* **Tugas yang Diberikan a**:
Ketik ulang seluruh teks tentang kesabaran orang tua saat menyuruh anak shalat, tanpa mengubah satu huruf pun.

Sabar.
Ah…, rasanya kata ini yang kerap kali hilang ketika kita memerintahkan anak‐anak
kita untuk mendirikan shalat. Karena keinginan yang kuat agar mereka menjadi
anak‐anak shalih yang mendoakan, kita haruskan
mereka melakukan shalat bahkan ketika usianya belum genap empat tahun. Karena
besarnya tekad agar mereka tidak mengabaikan shalat, kita memarahi anak‐anak
dengan ucapan dan cubitan atas sebab kurang seriusnya mereka shalat, padahal
usianya baru saja memasuki lima tahun. Atau…, kita mudah marah kepada mereka
disebabkan kita tidak mau bersusah‐payah berusaha?
Kita ingin memperoleh hasil yang cepat dengan usaha yang sedikit.
Apa
yang membuat para orangtua semakin menipis kesabarannya? Selain karena lemahnya
tujuan dan tidak adanya visi ke depan dalam mendidik anak, banyaknya waktu
menonton TV juga sangat berpengaruh. Selama menonton TV, otak kita cenderung
pasif. Ron Kauffman, pendiri situs TurnOffYourTV.com, menunjukkan bahwa selama
menonton TV pikiran dan badan kita bersifat pasif (berada pada kondisi alfa).
Tidak siap untuk berpikir. Jika keadaan ini terus berlanjut, orangtua akan cenderung
bersikap dan bertindak secara reaktif. Bukan responsif. Mereka mudah marah
ketika mendapati anak melakukan apa yang dirasa mengganggu. Mereka juga mudah
bertindak kasar jika anak tidak segera melakukan apa yang diinginkan orangtua.

* **Entri Latihan**:
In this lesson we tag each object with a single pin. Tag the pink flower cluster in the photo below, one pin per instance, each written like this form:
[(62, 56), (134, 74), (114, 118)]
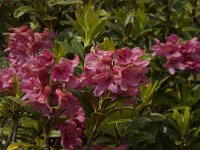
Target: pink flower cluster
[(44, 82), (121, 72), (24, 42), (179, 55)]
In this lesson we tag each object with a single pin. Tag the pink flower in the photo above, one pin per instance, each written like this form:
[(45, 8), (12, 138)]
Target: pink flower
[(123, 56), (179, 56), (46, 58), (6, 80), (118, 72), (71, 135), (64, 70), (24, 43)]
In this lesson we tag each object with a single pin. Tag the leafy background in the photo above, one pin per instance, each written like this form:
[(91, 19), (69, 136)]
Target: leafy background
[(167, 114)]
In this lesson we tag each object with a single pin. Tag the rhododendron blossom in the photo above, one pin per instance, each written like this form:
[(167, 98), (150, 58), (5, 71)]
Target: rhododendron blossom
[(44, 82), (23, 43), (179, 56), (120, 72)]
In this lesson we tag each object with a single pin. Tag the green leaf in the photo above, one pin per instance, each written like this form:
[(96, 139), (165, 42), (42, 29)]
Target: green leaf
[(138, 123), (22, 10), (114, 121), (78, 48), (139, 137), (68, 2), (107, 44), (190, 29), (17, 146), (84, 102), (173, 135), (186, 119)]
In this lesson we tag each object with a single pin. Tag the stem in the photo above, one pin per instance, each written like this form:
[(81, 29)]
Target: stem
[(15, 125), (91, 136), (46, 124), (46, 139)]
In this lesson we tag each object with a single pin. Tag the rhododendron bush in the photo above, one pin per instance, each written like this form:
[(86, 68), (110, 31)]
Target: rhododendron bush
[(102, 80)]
==
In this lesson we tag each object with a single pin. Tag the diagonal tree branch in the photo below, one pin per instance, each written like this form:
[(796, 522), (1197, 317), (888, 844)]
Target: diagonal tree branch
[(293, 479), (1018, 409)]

* **Tugas yang Diberikan b**:
Salin kembali dengan tepat bagian entri yang dimulai dari baris berisi "Tag the diagonal" dan berakhir pada baris berisi "[(293, 479), (1018, 409)]", termasuk kedua baris tersebut, dan hanya bagian itu saja.

* **Jawaban Latihan a**:
Sabar.
Ah…, rasanya kata ini yang kerap kali hilang ketika kita memerintahkan anak‐anak
kita untuk mendirikan shalat. Karena keinginan yang kuat agar mereka menjadi
anak‐anak shalih yang mendoakan, kita haruskan
mereka melakukan shalat bahkan ketika usianya belum genap empat tahun. Karena
besarnya tekad agar mereka tidak mengabaikan shalat, kita memarahi anak‐anak
dengan ucapan dan cubitan atas sebab kurang seriusnya mereka shalat, padahal
usianya baru saja memasuki lima tahun. Atau…, kita mudah marah kepada mereka
disebabkan kita tidak mau bersusah‐payah berusaha?
Kita ingin memperoleh hasil yang cepat dengan usaha yang sedikit.
Apa
yang membuat para orangtua semakin menipis kesabarannya? Selain karena lemahnya
tujuan dan tidak adanya visi ke depan dalam mendidik anak, banyaknya waktu
menonton TV juga sangat berpengaruh. Selama menonton TV, otak kita cenderung
pasif. Ron Kauffman, pendiri situs TurnOffYourTV.com, menunjukkan bahwa selama
menonton TV pikiran dan badan kita bersifat pasif (berada pada kondisi alfa).
Tidak siap untuk berpikir. Jika keadaan ini terus berlanjut, orangtua akan cenderung
bersikap dan bertindak secara reaktif. Bukan responsif. Mereka mudah marah
ketika mendapati anak melakukan apa yang dirasa mengganggu. Mereka juga mudah
bertindak kasar jika anak tidak segera melakukan apa yang diinginkan orangtua.

* **Jawaban Latihan b**:
In this lesson we tag each object with a single pin. Tag the diagonal tree branch in the photo below, one pin per instance, each written like this form:
[(796, 522), (1197, 317), (888, 844)]
Target: diagonal tree branch
[(293, 479), (1018, 409)]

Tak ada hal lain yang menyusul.